**Stated problem:** Can you rewrite the rows, requests included, starting at the line that has "cloud in this photo." and continuing through the final row, and shift every answer coordinate by adding 116 to it?

**Records provided:**
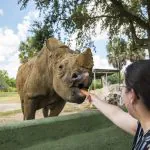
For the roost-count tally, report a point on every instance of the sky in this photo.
(14, 28)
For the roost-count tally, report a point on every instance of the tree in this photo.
(128, 18)
(119, 51)
(6, 81)
(33, 44)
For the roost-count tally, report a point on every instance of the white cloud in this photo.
(9, 44)
(1, 12)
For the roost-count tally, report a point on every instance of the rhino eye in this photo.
(60, 66)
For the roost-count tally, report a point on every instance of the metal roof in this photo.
(101, 72)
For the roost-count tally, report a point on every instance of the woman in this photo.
(136, 96)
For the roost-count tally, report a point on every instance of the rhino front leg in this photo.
(45, 111)
(29, 109)
(57, 108)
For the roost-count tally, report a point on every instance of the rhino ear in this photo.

**Exercise result:**
For the roost-count tally, report a point on every instance of the white cloud in this photo.
(125, 160)
(117, 128)
For the roost-count tally, report a point on every instance of the rhino eye in this photo.
(176, 182)
For the roost-count tally, report a point on every instance of the metal roof in this photo.
(217, 188)
For the roost-count tally, report a point on every instance of the woman in this photo.
(252, 212)
For the roost-count tally, report a point on every instance of the rhino front leg in this photo.
(161, 227)
(145, 225)
(173, 224)
For the roost-count tally, report a point on every instance of the rhino ear in this photo.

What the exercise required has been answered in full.